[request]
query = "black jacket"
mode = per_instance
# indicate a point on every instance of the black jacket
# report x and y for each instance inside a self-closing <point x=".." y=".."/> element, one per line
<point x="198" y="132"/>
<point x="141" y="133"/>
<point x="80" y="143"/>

> [Exercise aim]:
Retype the records above line for line, changing nothing.

> [Exercise solution]:
[request]
query = "black jacket"
mode = per_instance
# indicate a point on every instance of the black jacket
# report x and y for each instance inside a self-closing <point x=".." y=".."/> element, one per line
<point x="198" y="132"/>
<point x="141" y="133"/>
<point x="80" y="143"/>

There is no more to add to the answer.